[Location identification items]
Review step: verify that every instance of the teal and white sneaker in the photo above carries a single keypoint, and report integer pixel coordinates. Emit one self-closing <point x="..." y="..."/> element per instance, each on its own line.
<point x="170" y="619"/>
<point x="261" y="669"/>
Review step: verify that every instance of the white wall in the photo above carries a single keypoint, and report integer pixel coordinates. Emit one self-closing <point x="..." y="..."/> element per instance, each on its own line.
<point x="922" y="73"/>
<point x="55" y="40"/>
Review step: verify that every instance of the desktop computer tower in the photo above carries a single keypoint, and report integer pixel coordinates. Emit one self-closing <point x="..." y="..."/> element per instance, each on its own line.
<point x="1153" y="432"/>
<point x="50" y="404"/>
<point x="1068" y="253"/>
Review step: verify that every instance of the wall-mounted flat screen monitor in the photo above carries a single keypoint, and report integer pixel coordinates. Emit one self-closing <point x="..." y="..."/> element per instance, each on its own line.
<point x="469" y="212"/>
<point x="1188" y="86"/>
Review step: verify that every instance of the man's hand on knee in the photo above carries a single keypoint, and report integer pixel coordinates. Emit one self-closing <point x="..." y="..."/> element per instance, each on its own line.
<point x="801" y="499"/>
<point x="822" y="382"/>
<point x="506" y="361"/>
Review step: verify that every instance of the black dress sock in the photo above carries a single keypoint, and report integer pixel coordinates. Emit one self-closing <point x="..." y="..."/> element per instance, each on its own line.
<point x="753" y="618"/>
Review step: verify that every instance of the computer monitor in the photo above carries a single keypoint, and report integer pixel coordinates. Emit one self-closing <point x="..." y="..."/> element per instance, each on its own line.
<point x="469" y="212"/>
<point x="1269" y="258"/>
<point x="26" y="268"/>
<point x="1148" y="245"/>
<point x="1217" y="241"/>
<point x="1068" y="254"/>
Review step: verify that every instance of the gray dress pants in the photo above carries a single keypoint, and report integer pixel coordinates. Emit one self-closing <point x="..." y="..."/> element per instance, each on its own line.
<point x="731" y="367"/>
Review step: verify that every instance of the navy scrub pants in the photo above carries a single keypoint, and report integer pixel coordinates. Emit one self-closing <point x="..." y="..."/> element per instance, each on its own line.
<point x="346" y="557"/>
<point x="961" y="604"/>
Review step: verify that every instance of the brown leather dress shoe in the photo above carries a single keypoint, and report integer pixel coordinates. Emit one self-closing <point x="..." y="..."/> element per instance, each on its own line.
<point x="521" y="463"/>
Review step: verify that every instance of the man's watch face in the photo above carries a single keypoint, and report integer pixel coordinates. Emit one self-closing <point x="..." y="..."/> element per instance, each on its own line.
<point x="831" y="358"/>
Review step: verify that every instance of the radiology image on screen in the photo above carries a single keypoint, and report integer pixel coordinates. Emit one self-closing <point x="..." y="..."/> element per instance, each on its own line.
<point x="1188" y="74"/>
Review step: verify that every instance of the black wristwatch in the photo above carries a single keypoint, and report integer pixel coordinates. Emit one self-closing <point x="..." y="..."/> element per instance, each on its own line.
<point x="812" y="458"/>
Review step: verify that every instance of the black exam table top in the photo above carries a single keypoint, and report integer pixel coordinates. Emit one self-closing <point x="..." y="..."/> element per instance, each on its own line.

Task description: Format as a numbered list the lines of the rows from the line containing "Review step: verify that every instance of the gray" up to and including the final line of the rows, omitting any blank lines.

Result:
1. Review step: verify that every instance of the gray dress pants in the photo above carries a single keypoint, and report integer pixel coordinates. Emit one self-closing <point x="..." y="..."/> element per instance, each on its own line.
2. <point x="731" y="367"/>
3. Review step: verify that every instance of the navy scrub pants in the photo above carries a single keypoint, and report integer pixel coordinates. Emit one self-closing <point x="..." y="..."/> element per instance, each on its own line.
4. <point x="346" y="557"/>
5. <point x="961" y="604"/>
6. Review step: verify that every instance of the brown leather dress shoe in the photo above carries a single keypoint, and report integer pixel coordinates. Emit one self-closing <point x="..." y="..."/> element per instance, each on its own line.
7. <point x="521" y="463"/>
8. Review step: verify that every instance of the man's watch face in the photo above carries a single keypoint, and report integer pixel coordinates. Emit one self-closing <point x="..." y="..."/> element per instance, each on its own line.
9. <point x="831" y="358"/>
10. Review step: verify that every instance of the radiology image on screen in the photo above carries a single keypoint, and report integer pixel coordinates. Emit one self-closing <point x="..." y="..."/> element per instance, each on its own line.
11. <point x="1188" y="74"/>
12. Review step: verify that every instance of the black wristwatch in the photo above carries a single keypoint, and report integer pixel coordinates. Emit one self-closing <point x="..." y="..."/> element per instance, each on its own line.
13. <point x="812" y="458"/>
14. Review step: verify that every instance of the black exam table top in the photo above carries a single keypoint, and report integer pixel coordinates. Emit one self-closing <point x="..." y="..."/> element per instance, each on its own line.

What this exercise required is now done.